▸ **Aim**
Show every line of the listing below that contains the word "nose", copying each such line in full.

○ ○ ○ ○

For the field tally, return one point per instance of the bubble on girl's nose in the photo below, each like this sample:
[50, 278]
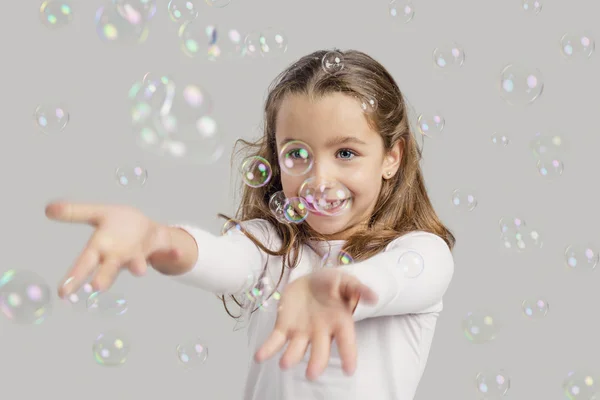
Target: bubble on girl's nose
[256, 171]
[24, 297]
[520, 85]
[480, 327]
[448, 57]
[499, 139]
[535, 308]
[111, 349]
[581, 257]
[332, 62]
[277, 206]
[411, 264]
[464, 199]
[533, 7]
[402, 10]
[56, 13]
[107, 304]
[131, 176]
[121, 24]
[182, 11]
[431, 125]
[296, 210]
[192, 353]
[580, 385]
[492, 384]
[51, 119]
[296, 158]
[575, 46]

○ ○ ○ ○

▸ **Reply**
For the field tally, return one point per instance of the bubble on girl's nose in the photo below, each like this sample:
Target: bubble on girl's nose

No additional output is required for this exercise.